▸ REQUIRED ACTION:
What you return must be an exact copy of the lines in the listing below between the line holding "Target: 'love you' lettering" and the line holding "pixel 23 40", inclusive, and nothing more.

────────────────────────────────────────

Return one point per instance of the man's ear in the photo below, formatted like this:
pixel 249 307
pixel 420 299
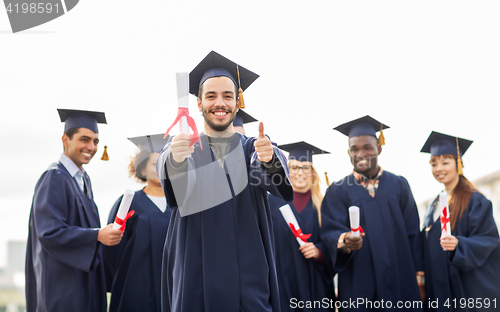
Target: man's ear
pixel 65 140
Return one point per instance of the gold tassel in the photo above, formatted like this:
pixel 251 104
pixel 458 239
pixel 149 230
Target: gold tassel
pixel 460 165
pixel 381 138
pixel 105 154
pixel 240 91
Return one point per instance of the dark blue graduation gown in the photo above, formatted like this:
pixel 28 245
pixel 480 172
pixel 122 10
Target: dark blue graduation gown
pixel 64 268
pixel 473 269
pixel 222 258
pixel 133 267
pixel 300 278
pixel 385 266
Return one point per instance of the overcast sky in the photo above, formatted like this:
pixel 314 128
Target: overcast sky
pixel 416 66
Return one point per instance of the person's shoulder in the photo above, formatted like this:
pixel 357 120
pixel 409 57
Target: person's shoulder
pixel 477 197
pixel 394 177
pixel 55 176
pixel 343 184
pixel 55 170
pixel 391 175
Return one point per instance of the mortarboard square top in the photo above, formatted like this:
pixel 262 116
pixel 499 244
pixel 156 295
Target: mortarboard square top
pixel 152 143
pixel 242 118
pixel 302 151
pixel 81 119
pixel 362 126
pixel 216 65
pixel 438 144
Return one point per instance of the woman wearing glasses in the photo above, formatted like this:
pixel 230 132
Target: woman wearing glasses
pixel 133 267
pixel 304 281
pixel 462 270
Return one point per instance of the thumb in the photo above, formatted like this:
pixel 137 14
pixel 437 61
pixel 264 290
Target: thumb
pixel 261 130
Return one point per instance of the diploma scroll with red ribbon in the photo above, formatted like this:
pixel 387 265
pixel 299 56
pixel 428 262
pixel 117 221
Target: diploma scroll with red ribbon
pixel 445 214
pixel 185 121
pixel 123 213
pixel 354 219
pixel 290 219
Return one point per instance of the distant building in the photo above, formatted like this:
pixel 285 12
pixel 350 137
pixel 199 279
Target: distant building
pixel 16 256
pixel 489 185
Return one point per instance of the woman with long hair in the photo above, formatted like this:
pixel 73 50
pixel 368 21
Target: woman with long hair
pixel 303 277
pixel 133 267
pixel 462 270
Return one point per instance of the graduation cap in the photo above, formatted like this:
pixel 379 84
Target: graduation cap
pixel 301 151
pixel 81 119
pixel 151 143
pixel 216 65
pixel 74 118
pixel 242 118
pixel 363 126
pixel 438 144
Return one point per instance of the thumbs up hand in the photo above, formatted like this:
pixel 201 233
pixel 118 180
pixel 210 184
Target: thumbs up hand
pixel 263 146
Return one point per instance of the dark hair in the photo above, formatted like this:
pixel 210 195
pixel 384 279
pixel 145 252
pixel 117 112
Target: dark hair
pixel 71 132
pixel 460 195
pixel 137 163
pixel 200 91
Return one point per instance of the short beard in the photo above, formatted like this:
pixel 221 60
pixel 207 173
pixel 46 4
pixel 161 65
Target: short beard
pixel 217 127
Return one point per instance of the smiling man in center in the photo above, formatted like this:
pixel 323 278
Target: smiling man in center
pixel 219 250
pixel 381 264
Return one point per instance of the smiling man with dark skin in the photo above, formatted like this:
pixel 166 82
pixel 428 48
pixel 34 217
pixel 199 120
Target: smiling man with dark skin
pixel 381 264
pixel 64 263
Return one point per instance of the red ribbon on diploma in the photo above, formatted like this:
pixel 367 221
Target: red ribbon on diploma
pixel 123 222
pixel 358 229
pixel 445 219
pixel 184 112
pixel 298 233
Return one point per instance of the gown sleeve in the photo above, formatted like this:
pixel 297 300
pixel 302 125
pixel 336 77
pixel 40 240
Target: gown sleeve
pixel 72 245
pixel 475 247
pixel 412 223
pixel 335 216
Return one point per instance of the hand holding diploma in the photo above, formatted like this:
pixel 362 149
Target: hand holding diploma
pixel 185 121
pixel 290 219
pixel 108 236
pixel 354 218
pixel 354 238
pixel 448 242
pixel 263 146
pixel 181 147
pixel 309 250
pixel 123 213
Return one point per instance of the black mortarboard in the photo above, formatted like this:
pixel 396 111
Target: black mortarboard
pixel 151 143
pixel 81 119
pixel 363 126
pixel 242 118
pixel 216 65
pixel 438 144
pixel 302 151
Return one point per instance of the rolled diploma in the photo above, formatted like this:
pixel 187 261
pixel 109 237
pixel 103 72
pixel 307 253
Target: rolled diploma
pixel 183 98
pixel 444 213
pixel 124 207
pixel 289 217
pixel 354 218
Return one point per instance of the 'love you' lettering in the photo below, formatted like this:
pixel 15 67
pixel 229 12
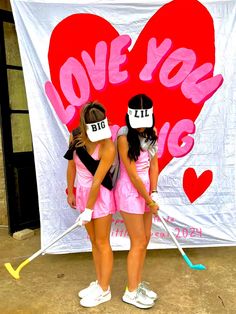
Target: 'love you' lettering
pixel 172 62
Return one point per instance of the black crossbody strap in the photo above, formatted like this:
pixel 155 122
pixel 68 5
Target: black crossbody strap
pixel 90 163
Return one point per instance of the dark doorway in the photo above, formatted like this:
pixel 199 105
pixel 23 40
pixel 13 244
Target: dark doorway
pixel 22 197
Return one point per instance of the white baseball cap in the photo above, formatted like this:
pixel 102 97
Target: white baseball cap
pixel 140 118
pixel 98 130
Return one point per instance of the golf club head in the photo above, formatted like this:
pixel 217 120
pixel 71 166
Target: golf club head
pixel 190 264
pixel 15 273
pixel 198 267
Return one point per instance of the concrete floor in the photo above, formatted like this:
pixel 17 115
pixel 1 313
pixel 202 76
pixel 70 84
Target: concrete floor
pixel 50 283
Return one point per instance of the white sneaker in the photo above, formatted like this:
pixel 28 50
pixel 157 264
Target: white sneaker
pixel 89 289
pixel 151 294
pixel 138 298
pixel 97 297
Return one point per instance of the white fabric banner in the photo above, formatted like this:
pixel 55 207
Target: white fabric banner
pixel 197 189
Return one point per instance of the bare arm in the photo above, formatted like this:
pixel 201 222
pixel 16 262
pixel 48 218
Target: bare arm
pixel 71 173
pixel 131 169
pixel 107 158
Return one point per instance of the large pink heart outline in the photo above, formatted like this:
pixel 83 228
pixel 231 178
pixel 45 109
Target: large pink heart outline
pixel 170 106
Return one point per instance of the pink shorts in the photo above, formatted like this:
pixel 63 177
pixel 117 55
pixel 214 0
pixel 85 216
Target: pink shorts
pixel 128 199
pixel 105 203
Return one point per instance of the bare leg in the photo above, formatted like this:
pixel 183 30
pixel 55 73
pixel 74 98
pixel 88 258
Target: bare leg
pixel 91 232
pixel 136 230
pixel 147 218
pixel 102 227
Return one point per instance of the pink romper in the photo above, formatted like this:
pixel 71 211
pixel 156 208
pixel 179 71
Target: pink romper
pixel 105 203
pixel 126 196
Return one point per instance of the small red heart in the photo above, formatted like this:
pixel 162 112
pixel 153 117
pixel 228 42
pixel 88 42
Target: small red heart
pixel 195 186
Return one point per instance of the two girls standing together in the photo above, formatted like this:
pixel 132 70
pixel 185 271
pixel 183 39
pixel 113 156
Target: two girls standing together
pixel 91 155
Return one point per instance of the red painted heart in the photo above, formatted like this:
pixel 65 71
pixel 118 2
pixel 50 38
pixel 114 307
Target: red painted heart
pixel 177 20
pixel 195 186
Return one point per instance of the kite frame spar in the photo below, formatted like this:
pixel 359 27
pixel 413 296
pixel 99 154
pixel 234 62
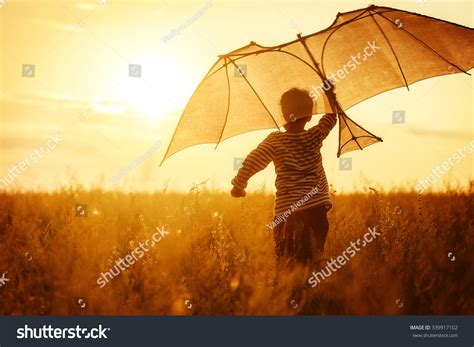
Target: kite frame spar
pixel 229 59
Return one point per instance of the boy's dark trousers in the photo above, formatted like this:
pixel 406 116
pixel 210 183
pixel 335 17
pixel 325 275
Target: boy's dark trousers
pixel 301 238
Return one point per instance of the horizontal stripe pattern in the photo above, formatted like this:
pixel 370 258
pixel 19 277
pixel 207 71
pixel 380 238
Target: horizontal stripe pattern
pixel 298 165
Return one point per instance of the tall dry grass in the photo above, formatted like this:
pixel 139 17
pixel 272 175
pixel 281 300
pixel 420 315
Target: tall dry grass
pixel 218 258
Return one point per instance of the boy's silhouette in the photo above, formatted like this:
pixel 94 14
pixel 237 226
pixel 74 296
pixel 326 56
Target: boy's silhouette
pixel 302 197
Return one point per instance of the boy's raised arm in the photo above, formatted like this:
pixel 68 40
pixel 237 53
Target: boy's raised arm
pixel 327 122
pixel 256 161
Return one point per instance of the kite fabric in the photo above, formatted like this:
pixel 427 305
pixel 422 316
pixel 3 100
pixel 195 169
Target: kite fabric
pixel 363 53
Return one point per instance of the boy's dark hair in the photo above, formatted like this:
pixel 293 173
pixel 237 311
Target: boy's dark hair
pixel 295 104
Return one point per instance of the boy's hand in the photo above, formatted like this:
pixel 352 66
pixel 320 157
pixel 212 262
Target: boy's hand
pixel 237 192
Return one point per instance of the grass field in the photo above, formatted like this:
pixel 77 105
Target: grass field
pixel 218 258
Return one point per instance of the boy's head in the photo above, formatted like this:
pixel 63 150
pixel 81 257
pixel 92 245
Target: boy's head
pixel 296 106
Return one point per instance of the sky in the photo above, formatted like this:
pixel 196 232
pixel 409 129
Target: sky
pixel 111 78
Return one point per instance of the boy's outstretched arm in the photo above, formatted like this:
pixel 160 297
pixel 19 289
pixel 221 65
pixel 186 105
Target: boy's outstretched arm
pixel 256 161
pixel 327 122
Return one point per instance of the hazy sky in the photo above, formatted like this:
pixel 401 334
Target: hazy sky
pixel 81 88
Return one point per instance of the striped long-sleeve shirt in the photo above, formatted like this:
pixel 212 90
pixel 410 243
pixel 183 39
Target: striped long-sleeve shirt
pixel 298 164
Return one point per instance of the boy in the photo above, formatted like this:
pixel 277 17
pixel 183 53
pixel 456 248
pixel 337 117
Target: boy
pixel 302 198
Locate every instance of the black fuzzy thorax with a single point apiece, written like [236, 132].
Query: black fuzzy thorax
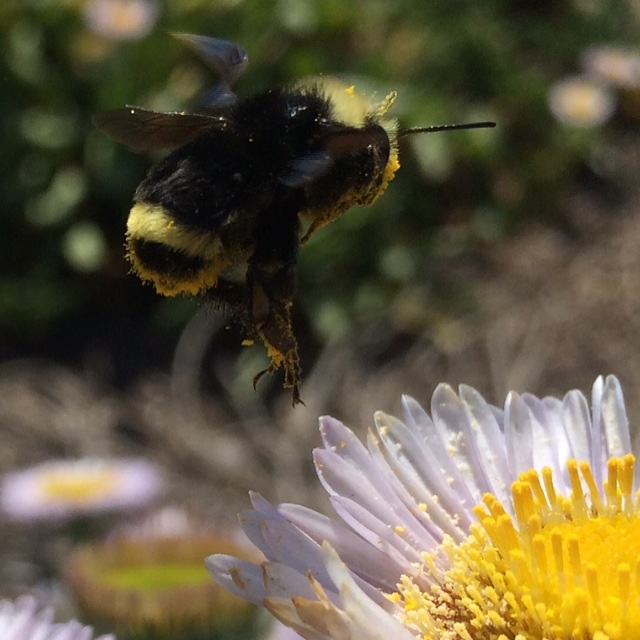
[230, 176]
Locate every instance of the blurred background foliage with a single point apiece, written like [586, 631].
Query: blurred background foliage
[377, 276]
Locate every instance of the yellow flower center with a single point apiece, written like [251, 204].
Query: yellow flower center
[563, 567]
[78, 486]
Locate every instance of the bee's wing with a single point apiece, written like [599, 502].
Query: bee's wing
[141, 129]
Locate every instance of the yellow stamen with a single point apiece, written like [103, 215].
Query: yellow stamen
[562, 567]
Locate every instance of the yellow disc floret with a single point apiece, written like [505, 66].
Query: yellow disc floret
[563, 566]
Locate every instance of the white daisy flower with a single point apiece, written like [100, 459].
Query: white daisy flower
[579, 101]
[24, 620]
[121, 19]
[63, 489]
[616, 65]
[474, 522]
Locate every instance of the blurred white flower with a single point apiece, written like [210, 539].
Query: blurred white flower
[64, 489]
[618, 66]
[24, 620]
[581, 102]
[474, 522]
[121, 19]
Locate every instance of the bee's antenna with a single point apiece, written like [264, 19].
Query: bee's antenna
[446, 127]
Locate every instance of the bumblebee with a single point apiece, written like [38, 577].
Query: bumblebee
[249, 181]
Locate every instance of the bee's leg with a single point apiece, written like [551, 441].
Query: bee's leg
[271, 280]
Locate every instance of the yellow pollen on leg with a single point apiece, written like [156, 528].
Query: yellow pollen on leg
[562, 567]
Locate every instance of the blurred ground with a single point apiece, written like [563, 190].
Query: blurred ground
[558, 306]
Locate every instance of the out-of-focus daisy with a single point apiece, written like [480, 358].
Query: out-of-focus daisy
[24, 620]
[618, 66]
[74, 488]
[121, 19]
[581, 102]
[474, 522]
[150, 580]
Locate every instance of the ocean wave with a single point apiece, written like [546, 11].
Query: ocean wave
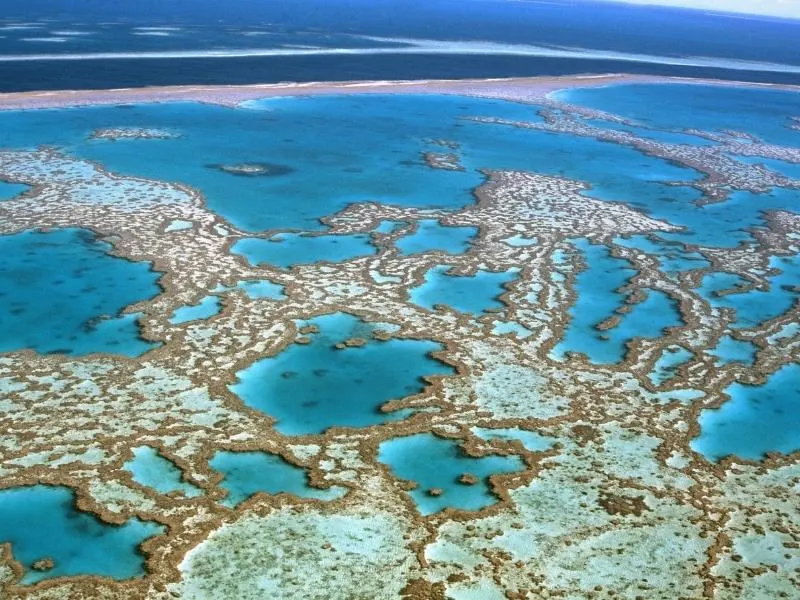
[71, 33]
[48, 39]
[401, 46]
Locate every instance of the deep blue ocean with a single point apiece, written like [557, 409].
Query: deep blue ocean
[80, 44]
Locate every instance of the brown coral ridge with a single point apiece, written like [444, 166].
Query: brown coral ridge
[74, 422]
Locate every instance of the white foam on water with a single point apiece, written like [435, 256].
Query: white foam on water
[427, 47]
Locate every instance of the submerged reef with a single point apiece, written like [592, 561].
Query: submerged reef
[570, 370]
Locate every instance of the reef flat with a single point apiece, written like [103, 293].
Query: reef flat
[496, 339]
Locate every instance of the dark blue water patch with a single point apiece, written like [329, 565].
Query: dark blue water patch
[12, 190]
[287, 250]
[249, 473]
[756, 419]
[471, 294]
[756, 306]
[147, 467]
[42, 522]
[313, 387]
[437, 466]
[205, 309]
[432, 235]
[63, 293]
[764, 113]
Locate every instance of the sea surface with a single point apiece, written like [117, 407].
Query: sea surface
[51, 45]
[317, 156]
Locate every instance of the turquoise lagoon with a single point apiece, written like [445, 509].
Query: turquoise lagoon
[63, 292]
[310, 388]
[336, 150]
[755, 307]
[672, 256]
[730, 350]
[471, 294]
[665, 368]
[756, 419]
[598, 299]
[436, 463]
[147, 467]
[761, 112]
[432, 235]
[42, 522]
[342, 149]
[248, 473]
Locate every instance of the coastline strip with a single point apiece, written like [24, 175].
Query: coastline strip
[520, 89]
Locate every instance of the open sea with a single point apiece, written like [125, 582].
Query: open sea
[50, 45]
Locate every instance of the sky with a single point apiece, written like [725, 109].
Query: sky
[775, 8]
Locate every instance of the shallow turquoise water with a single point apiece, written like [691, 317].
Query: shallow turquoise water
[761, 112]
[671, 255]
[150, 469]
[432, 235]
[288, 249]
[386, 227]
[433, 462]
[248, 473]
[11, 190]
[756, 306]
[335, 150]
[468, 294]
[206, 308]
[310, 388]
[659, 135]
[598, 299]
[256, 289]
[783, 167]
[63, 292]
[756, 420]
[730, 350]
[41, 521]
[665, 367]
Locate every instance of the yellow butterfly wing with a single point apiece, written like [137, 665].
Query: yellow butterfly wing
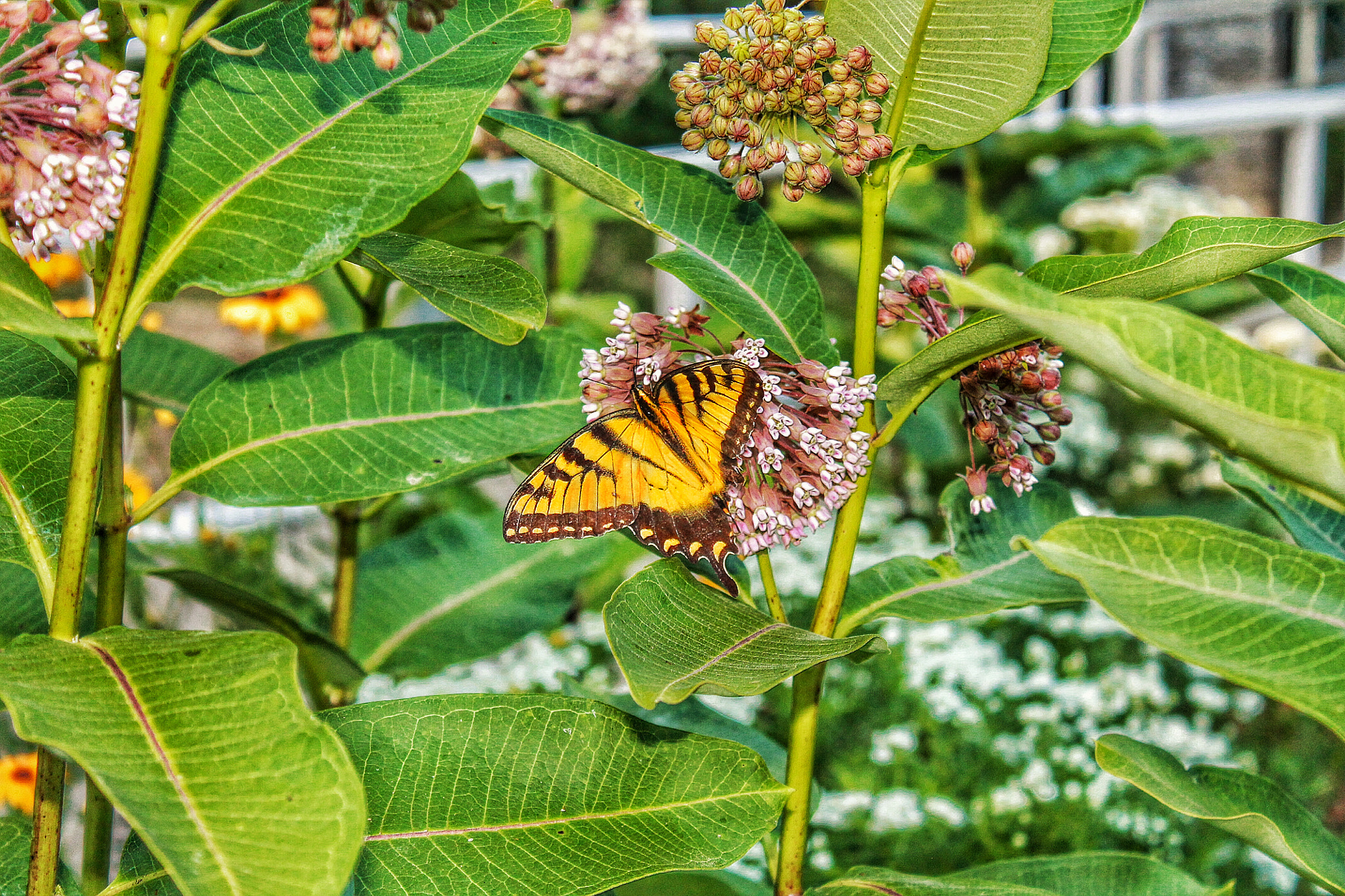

────────────────────────────────────────

▸ RESPONSE FOR THIS EXERCISE:
Target: 'love you' lettering
pixel 172 62
Return one point per instance of the black crossbody strap in the photo above, formatted like this:
pixel 155 122
pixel 68 5
Target: black crossbody strap
pixel 90 163
Return one point per instance of the dark doorway in the photo above, formatted like this:
pixel 199 105
pixel 23 40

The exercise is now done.